• _Exercise description_
Please extend the project summary on Pacific reef fish traits and distributions below, continuing from its final sentence.

The work comprised four work packages (WPs). WP1 involved the collation of reef fish ecological and morphological traits for species observed in the National Oceanic Atmospheric Administration (NOAA) National Coral Reef Monitoring Program (NCRMP) for reefs across the Pacific. This trait database has yielded additional internal US government funding for trait-based work within the NCRMP program for integration of trait-based methods into the long-term coral reef monitoring; an international conference presentation; another conference presentation in preparation; 2 journal manuscripts underway (1 invited for submission to npj Ocean Sustainability: linked to WP4); and 2 technical workshops on using R for trait-based methods in ecology. These workshops were additional activities beyond the proposed work, led by the Fellow and designed to enhance researcher training and transfer-of-knowledge at the host and partner institutions. WP2 identifies biophysical drivers of reef fish distribution across spatial scales in the Pacific, and WP3 aimed to determine how local human presence decouples the organisation of reef fishes from these natural biophysical bounds. Here, the Fellow published the results in high-impact journal Nature Ecology & Evolution, delivered an international conference presentation, with another Pacific-wide manuscript underway with project partners at NOAA. As a result of WP1-3, the Fellow is now guest editor for a special-focus journal issue on The ecology of remote oceanic coral reef ecosystems. In WP4, the Fellow is leading a group across NOAA and Bangor University on a manuscript invited for submission to a journal and has been presented at a conference, to the Hawaii Institute of Marine Biology, and to staff at NOAA’s Ecosystem Science Division. For further transfer of knowledge and teaching experience, she provided supervision and mentoring for early career researchers resulting in student research theses, 2 journal publications, another in revision, and 1 in preparation. The datasets computed and compiled during this MSCA will inform the long-term monitoring and management of US Pacific coral reefs, and be used in further publications in the coming years.

• _Extracted records_
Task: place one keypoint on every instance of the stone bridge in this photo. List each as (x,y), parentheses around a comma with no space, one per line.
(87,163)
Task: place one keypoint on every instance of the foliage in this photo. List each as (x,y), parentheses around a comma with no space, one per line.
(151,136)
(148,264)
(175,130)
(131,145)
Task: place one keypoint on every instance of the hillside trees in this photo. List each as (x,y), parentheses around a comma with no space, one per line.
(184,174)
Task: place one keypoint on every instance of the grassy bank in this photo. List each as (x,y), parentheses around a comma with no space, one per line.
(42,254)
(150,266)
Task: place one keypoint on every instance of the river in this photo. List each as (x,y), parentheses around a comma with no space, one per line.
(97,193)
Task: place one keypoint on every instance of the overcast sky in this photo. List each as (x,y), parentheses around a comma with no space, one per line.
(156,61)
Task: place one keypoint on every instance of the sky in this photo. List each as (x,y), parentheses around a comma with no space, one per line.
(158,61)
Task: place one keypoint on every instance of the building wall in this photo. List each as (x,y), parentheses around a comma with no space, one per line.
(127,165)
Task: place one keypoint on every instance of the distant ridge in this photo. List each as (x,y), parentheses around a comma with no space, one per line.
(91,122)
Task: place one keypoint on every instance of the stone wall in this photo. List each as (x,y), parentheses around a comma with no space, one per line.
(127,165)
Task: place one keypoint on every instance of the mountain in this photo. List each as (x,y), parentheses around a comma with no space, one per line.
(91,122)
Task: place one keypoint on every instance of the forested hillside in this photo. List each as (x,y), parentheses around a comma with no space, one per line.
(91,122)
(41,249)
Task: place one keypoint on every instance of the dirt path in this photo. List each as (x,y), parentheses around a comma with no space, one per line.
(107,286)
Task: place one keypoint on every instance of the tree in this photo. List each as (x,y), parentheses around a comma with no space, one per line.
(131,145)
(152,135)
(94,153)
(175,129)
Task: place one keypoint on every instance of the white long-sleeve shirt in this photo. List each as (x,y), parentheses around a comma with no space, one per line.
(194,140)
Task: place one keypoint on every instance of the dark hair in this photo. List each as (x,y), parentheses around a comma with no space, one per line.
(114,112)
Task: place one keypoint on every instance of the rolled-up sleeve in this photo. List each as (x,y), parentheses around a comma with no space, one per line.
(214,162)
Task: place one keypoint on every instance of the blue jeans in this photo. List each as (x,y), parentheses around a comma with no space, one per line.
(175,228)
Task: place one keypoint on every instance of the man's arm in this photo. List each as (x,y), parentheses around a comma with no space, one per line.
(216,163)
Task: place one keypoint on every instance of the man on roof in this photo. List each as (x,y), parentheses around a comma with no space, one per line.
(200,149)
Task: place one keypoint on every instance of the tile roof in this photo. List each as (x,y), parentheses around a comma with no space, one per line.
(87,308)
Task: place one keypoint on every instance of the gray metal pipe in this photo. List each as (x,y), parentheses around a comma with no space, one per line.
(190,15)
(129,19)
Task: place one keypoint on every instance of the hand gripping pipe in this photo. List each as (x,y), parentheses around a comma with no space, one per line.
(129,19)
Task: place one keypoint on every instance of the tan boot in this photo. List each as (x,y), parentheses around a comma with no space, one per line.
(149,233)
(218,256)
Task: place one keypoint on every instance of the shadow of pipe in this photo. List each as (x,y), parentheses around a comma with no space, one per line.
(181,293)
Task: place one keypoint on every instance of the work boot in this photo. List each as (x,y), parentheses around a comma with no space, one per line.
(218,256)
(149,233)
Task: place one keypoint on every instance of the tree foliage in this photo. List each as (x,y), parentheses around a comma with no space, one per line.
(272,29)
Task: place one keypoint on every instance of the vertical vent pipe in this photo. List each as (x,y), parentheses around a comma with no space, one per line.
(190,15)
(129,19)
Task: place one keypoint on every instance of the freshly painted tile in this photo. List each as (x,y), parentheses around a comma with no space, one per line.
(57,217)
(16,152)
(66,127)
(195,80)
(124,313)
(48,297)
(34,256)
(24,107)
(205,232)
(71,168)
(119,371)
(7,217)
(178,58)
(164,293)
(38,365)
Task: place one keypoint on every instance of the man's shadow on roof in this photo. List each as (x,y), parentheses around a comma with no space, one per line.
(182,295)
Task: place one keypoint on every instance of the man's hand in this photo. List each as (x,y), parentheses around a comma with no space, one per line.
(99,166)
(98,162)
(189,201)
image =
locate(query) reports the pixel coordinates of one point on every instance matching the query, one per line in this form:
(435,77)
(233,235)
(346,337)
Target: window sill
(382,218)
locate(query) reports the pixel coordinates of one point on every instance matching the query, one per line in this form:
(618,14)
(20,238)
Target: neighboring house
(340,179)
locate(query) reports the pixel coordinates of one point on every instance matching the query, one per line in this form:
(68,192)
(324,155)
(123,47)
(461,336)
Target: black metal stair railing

• _Output for this exercise_
This MSCA advanced science underpinning ecosystem-based management of coral reefs and the field of ecology: NOAA is using the WP1 trait database to integrate trait-based methods into the long-term Pacific reef monitoring. Complementary trait-based indicators are being evaluated and manuscripts being prepared that explore spatial patterns of ecological organisation across the Pacific region. WP2 has produced novel evidence of predictable changes in tropical fish biomass with depth that track expected gradients in energetic resource supply to reefs across distinct biogeographic regions. WP3 results show that where humans reduce standing biomass baselines, observed zonation patterns are altered, limiting the predictive capacity of natural energy supply gradients. The findings call for revisiting 20th century ecological paradigms that no longer capture ecological patterns in a human-dominated world. WP4 identifies ‘contemporary baselines’ for coral reefs. Using revised contemporary baselines as now more pragmatic points of reference, we can make better predictions from which to base decisions of risk-control management, conservation, policy, and governance.
This MSCA developed the Fellow’s skills across research methods, expanding her interdisciplinary knowledge and network, to promote best practice in ecological enquiry for contemporary ecosystem-based management (e.g. working group in NOAA on trait-based approaches for monitoring; delivering R workshops on trait-based methods in ecology; open-access publishing of results, data, and code). The project outcomes generate knowledge and improved understanding towards the UN Sustainable Development Goal 14, in particular due to collaboration with US agency, NOAA which informs the Ecosystem-Based Management Fishery Ecosystem Plans implemented by the Western Pacific Fisheries Management Council, for each of the four geopolitical regions under the project study.